▸ Given information:
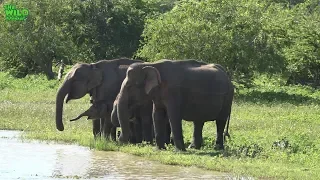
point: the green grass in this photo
(275, 130)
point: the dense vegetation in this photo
(271, 48)
(274, 129)
(266, 36)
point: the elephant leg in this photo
(175, 119)
(107, 126)
(96, 128)
(147, 128)
(132, 137)
(113, 133)
(138, 130)
(168, 132)
(197, 135)
(159, 127)
(220, 124)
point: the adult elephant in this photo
(102, 80)
(186, 89)
(141, 111)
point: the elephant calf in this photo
(100, 109)
(142, 112)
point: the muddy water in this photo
(33, 160)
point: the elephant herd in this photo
(149, 100)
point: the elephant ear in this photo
(153, 78)
(96, 77)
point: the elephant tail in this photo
(226, 133)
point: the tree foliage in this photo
(247, 37)
(72, 31)
(264, 36)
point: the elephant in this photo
(184, 89)
(143, 112)
(102, 80)
(100, 109)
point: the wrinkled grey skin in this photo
(188, 89)
(100, 109)
(102, 80)
(142, 111)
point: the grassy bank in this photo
(275, 129)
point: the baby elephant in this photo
(100, 109)
(142, 112)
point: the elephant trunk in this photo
(80, 116)
(114, 116)
(62, 92)
(123, 115)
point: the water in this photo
(34, 160)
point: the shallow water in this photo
(34, 160)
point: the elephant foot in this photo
(123, 139)
(160, 148)
(180, 146)
(194, 146)
(180, 150)
(218, 147)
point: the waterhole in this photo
(20, 159)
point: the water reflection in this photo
(34, 160)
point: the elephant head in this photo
(80, 80)
(140, 80)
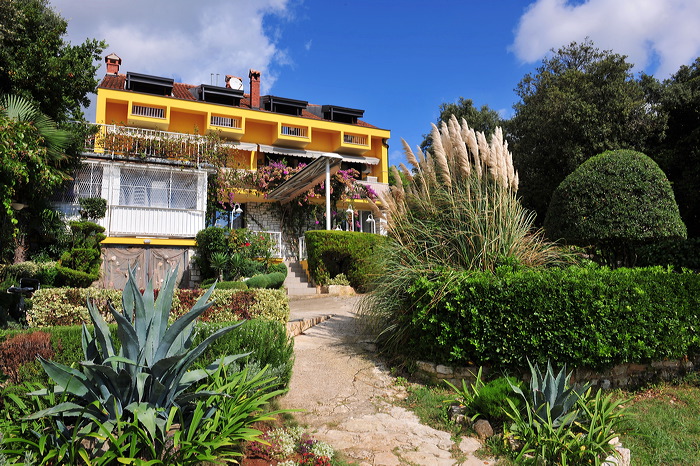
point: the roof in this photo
(181, 91)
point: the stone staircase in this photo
(297, 283)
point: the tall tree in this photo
(581, 102)
(31, 152)
(38, 64)
(679, 153)
(483, 119)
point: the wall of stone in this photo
(620, 376)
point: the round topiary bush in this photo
(614, 202)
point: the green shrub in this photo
(271, 305)
(351, 253)
(266, 341)
(614, 202)
(230, 286)
(276, 280)
(585, 317)
(210, 241)
(258, 281)
(492, 399)
(145, 388)
(679, 253)
(280, 267)
(66, 306)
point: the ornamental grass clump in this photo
(457, 210)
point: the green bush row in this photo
(67, 306)
(351, 253)
(273, 280)
(583, 316)
(266, 341)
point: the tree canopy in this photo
(37, 63)
(581, 102)
(679, 153)
(614, 201)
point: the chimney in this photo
(254, 89)
(113, 63)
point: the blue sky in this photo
(398, 61)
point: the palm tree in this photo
(38, 173)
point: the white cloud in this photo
(644, 30)
(186, 40)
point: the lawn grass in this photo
(663, 426)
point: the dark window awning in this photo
(307, 178)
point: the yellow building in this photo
(153, 154)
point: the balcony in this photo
(292, 136)
(356, 144)
(140, 143)
(230, 127)
(148, 116)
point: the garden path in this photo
(347, 395)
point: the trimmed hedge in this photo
(67, 306)
(266, 341)
(355, 254)
(585, 317)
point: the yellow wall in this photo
(185, 122)
(259, 127)
(117, 113)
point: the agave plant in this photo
(550, 395)
(143, 381)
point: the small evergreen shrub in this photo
(258, 281)
(614, 201)
(351, 253)
(231, 286)
(21, 349)
(278, 267)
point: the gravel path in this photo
(347, 395)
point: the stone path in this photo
(347, 395)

▸ Task to carry out:
Please return every line of the data above word for word, leaving out the pictures.

▸ Finished exercise:
point: the green grass in this photo
(275, 130)
point: the dense vegetation in this photo
(271, 48)
(274, 129)
(266, 36)
point: the elephant leg in this photo
(175, 119)
(107, 126)
(96, 128)
(147, 128)
(132, 137)
(113, 133)
(138, 130)
(168, 132)
(197, 135)
(159, 127)
(220, 124)
point: the adult elephant in this photo
(102, 80)
(186, 89)
(141, 111)
point: the elephant calf in this photo
(100, 109)
(142, 112)
point: the muddy water in this photo
(33, 160)
point: the elephant herd in this photo
(149, 100)
point: the elephant ear in this photo
(153, 78)
(96, 77)
point: the elephant tail in this photo
(226, 133)
point: the tree foliage in this photo
(247, 37)
(72, 31)
(264, 36)
point: the elephant in this photo
(184, 89)
(143, 112)
(102, 80)
(100, 109)
point: the wrinkled grey skin in this photo
(188, 89)
(100, 109)
(102, 80)
(142, 111)
point: the grassy bank in this photo
(275, 129)
point: the baby elephant in this photo
(100, 109)
(142, 112)
point: the elephant trunk in this photo
(80, 116)
(114, 116)
(62, 92)
(123, 115)
point: the water in this photo
(34, 160)
point: the shallow water in this photo
(34, 160)
point: the elephant foot in this photo
(123, 139)
(160, 148)
(180, 146)
(194, 146)
(180, 150)
(218, 147)
point: the waterhole in this photo
(20, 159)
point: the water reflection in this photo
(34, 160)
point: the elephant head in this photo
(80, 80)
(140, 80)
point: the roof in this photo
(181, 91)
point: the stone staircase in this photo
(297, 283)
point: the tall tree in this photo
(581, 102)
(31, 152)
(38, 64)
(679, 153)
(483, 119)
point: the wall of stone in this photo
(620, 376)
point: the round topiary bush in this photo
(614, 202)
point: the green shrub in this photo
(271, 305)
(351, 253)
(266, 341)
(614, 202)
(230, 286)
(276, 280)
(585, 317)
(210, 241)
(258, 281)
(492, 399)
(145, 388)
(679, 253)
(280, 267)
(66, 306)
point: the ornamental grass clump in this photo
(457, 210)
point: the green bush row in this photo
(67, 306)
(351, 253)
(273, 280)
(583, 316)
(266, 341)
point: the tree canopy in this photo
(37, 63)
(581, 102)
(679, 153)
(614, 201)
point: the chimney in this photo
(254, 89)
(113, 63)
point: the blue sky in this photo
(398, 61)
point: the palm tree in this photo
(38, 173)
point: the white cloud in this photo
(644, 30)
(186, 40)
point: the lawn grass in this photo
(663, 426)
point: the dark window awning in this photo
(307, 178)
point: the yellow building in this photo
(153, 154)
point: the balcony in this photo
(292, 136)
(356, 144)
(140, 143)
(230, 127)
(148, 116)
point: the garden path in this photo
(347, 395)
point: the trimmed hedge in this photo
(67, 306)
(266, 341)
(355, 254)
(585, 317)
point: the yellow wall in this photo
(185, 122)
(259, 127)
(117, 113)
point: the agave plant in this photo
(550, 395)
(143, 381)
point: the small evergreen shrub in this photo
(258, 281)
(614, 201)
(351, 253)
(231, 286)
(21, 349)
(278, 267)
point: the gravel path in this photo
(347, 395)
point: the stone path in this photo
(347, 395)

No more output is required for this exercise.